### [What you will do]
Which lines below fall between the one containing "Query: bus side window" and the one containing "bus tire, that"? Repeat them exactly, counting both of those lines, and add nothing else.

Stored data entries

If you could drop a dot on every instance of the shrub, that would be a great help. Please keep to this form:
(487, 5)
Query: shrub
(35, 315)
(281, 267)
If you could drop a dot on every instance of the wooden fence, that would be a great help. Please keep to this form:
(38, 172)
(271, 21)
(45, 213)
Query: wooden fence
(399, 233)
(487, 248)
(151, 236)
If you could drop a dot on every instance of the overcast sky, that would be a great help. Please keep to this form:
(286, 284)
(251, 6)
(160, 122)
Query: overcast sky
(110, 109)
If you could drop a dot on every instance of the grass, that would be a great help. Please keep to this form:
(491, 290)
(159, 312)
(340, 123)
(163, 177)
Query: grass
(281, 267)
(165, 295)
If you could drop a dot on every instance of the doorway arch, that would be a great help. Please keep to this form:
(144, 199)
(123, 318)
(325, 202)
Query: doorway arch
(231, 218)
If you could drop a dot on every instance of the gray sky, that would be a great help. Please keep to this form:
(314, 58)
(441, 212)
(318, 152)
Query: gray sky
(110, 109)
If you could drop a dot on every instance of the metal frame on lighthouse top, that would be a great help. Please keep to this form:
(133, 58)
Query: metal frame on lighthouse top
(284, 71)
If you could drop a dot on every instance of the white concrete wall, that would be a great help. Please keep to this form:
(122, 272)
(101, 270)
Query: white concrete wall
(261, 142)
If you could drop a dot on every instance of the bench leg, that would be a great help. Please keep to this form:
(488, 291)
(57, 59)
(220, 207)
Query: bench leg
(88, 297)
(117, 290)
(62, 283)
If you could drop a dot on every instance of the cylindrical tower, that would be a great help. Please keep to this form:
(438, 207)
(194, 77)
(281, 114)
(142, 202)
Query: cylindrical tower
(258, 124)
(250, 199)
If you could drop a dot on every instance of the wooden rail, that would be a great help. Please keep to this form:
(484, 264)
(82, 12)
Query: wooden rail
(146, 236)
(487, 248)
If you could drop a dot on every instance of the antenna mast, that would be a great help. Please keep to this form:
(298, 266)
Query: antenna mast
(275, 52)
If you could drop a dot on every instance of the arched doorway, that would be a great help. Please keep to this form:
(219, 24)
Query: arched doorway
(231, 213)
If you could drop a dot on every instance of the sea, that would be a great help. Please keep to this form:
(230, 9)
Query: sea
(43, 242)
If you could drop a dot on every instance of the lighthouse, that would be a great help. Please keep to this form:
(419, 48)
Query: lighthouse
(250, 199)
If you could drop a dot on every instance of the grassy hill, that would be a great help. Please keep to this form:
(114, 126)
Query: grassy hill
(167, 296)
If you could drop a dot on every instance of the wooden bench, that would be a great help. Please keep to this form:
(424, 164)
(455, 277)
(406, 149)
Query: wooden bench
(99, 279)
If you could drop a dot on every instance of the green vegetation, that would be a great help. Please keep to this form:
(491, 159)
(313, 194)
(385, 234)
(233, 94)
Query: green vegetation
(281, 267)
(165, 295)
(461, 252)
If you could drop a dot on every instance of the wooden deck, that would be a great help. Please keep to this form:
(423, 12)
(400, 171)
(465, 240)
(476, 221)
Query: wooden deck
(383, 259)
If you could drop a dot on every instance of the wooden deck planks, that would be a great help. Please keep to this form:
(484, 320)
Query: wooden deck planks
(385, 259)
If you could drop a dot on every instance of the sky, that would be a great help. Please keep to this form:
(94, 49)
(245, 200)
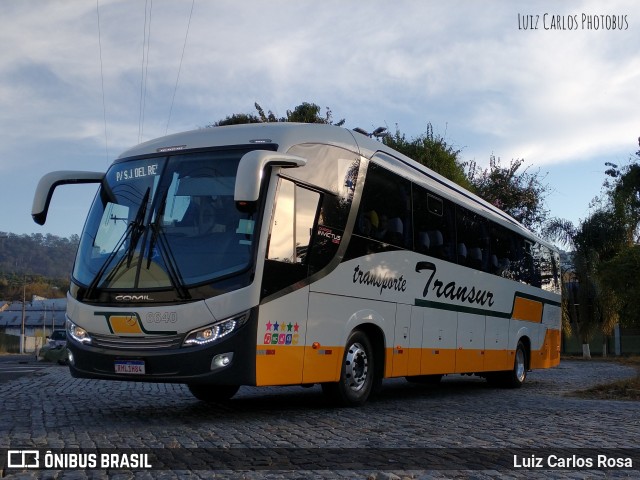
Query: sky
(554, 83)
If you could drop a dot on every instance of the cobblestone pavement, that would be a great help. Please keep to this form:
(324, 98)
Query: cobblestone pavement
(462, 415)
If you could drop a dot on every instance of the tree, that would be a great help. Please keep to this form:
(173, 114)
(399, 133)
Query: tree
(433, 152)
(518, 192)
(303, 113)
(620, 274)
(592, 304)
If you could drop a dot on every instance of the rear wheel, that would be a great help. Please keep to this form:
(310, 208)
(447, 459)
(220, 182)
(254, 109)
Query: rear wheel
(357, 373)
(515, 377)
(213, 393)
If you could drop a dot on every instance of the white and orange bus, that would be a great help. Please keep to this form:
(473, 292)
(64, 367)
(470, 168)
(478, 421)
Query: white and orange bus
(291, 254)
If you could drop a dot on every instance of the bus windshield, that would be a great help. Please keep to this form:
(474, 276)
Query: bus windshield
(165, 222)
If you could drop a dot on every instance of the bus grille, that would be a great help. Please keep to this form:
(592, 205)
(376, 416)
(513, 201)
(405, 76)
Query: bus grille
(156, 342)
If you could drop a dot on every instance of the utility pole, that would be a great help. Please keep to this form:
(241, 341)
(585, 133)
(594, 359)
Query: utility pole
(24, 294)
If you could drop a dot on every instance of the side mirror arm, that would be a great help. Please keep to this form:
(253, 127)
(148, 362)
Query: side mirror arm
(49, 182)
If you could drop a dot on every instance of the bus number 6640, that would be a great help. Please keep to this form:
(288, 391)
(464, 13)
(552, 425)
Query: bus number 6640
(162, 317)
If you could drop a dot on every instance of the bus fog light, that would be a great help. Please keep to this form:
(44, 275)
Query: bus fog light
(216, 331)
(222, 360)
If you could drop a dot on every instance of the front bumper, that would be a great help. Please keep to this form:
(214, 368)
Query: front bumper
(174, 365)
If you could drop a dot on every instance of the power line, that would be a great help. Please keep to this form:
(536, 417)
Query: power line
(184, 46)
(104, 105)
(146, 42)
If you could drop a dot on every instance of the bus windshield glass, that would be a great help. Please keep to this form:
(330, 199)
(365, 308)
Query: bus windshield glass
(165, 222)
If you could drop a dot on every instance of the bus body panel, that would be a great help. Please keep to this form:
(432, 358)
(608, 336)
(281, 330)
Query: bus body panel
(280, 340)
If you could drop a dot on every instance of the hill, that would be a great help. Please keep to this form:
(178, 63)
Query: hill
(42, 262)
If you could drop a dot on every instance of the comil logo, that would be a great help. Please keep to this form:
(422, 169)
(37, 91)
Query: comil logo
(23, 459)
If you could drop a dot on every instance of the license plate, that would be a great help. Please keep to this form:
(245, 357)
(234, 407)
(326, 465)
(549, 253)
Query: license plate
(131, 367)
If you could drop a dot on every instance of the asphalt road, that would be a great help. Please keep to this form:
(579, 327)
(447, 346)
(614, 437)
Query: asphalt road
(459, 429)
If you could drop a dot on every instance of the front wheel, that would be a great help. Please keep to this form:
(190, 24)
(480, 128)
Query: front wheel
(357, 373)
(213, 393)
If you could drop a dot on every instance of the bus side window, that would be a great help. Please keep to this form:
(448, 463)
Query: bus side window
(434, 233)
(290, 237)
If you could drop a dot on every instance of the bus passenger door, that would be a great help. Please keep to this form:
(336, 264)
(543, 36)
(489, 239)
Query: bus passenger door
(401, 345)
(470, 345)
(284, 297)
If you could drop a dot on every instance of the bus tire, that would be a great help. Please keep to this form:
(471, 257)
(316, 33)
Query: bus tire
(213, 393)
(515, 377)
(357, 373)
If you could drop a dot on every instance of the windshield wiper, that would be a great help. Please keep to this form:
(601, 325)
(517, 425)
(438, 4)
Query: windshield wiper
(165, 252)
(134, 225)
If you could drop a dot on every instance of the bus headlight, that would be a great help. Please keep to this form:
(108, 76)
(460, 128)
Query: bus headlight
(215, 331)
(79, 334)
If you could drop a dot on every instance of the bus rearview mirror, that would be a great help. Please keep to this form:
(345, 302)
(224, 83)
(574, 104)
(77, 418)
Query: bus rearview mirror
(251, 170)
(49, 182)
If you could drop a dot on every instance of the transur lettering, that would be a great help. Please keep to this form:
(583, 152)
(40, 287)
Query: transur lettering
(452, 291)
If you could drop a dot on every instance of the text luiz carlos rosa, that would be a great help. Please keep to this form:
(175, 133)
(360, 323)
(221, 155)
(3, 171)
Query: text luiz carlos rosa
(573, 461)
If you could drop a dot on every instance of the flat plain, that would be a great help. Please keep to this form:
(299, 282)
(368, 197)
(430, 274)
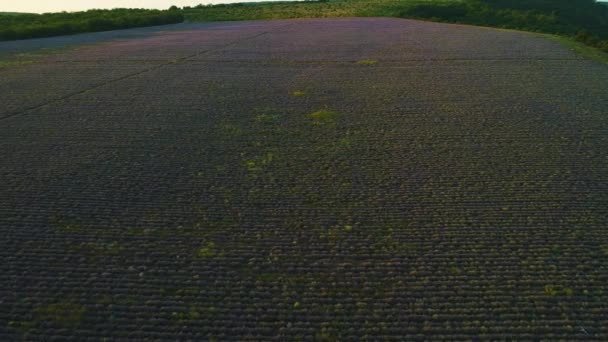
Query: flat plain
(310, 179)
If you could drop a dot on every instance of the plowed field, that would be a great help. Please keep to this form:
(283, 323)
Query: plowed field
(328, 179)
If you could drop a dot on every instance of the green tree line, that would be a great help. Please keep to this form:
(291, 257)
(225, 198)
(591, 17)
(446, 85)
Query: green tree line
(586, 20)
(13, 27)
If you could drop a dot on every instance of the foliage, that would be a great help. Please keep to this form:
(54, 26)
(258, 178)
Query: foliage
(13, 27)
(586, 20)
(562, 17)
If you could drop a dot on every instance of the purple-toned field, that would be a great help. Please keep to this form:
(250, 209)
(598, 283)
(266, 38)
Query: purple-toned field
(327, 179)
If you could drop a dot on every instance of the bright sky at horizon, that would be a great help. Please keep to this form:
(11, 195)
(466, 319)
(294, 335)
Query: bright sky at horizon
(42, 6)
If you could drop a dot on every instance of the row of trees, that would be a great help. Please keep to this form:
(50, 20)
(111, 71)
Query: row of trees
(587, 20)
(25, 26)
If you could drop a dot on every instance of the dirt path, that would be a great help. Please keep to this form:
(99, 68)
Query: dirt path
(305, 179)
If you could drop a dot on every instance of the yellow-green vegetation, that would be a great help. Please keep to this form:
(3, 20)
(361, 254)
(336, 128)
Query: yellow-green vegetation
(322, 117)
(367, 62)
(297, 93)
(185, 317)
(580, 48)
(25, 26)
(260, 162)
(584, 20)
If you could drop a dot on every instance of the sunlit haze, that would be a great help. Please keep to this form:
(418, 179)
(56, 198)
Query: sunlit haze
(41, 6)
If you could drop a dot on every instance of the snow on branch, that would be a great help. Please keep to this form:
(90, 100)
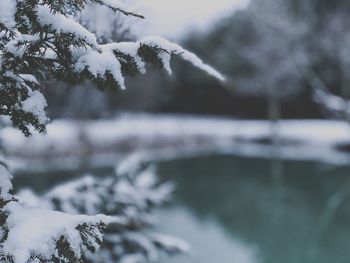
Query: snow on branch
(118, 6)
(43, 40)
(47, 235)
(130, 197)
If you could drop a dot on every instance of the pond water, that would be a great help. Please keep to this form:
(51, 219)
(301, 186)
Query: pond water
(243, 210)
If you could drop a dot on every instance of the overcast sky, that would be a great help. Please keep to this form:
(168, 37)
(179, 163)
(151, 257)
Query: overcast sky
(173, 18)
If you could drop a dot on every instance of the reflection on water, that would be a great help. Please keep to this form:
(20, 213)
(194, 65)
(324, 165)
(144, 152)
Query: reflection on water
(250, 211)
(289, 212)
(209, 241)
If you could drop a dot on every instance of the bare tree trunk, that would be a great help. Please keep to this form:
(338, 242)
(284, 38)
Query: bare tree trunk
(274, 115)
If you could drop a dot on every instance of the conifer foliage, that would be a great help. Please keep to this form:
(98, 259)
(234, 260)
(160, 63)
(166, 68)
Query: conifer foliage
(40, 40)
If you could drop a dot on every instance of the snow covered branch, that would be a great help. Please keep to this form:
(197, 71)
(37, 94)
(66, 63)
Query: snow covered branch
(42, 40)
(130, 197)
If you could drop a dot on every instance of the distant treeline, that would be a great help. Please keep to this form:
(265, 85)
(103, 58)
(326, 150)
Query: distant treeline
(282, 58)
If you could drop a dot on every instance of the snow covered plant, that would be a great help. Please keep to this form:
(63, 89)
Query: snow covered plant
(130, 197)
(41, 40)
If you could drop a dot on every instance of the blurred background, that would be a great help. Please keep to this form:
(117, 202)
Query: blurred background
(260, 161)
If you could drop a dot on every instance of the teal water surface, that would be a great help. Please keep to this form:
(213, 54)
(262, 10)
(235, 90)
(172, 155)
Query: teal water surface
(243, 210)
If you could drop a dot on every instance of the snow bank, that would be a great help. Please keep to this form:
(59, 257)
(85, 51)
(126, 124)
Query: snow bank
(164, 136)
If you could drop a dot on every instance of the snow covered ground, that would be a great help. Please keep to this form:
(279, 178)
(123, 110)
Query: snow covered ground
(169, 136)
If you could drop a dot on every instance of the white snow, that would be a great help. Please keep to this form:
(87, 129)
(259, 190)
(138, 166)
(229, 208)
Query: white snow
(128, 48)
(98, 64)
(5, 182)
(166, 136)
(36, 104)
(184, 54)
(65, 25)
(7, 13)
(36, 231)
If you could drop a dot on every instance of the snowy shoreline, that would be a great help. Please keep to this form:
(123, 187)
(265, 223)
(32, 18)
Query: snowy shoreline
(171, 136)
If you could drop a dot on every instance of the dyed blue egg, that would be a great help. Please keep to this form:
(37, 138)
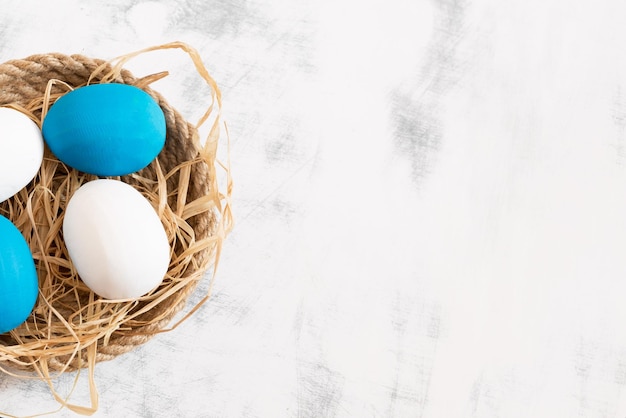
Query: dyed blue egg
(18, 277)
(105, 129)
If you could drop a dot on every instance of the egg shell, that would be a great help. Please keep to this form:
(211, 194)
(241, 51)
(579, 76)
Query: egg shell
(21, 151)
(115, 240)
(105, 129)
(18, 277)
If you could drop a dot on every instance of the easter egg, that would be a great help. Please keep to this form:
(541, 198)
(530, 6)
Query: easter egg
(115, 240)
(105, 129)
(21, 151)
(18, 277)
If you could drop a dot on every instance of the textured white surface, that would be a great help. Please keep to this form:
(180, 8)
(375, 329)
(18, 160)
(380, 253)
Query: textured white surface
(430, 201)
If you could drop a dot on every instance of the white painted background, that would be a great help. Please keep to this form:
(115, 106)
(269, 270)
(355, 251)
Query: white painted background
(430, 202)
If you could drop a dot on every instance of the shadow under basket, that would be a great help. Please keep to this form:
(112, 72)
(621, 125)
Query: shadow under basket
(70, 327)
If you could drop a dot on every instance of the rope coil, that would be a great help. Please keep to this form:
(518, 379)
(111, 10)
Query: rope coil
(70, 327)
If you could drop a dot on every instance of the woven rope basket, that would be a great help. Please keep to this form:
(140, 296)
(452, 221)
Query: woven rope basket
(70, 327)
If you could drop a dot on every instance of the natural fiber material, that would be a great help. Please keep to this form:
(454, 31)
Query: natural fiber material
(71, 328)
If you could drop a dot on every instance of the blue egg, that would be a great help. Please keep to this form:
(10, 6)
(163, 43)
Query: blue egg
(105, 129)
(18, 277)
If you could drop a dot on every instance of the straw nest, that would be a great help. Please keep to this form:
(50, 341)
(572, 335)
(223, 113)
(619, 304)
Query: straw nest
(70, 327)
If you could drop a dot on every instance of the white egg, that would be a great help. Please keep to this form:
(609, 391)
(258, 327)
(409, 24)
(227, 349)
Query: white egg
(21, 151)
(115, 240)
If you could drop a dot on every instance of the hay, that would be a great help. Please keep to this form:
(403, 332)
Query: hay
(70, 327)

### [Solution to the problem]
Query: bus side window
(434, 233)
(290, 237)
If you could drop a dot on every instance of the bus passenger door, that would be a great help. Please keep to this form:
(336, 264)
(543, 36)
(489, 239)
Query: bus passenger door
(401, 345)
(470, 345)
(284, 297)
If you could drop a dot on every instance of the bus tire, that would be a great help. Please keep to this form:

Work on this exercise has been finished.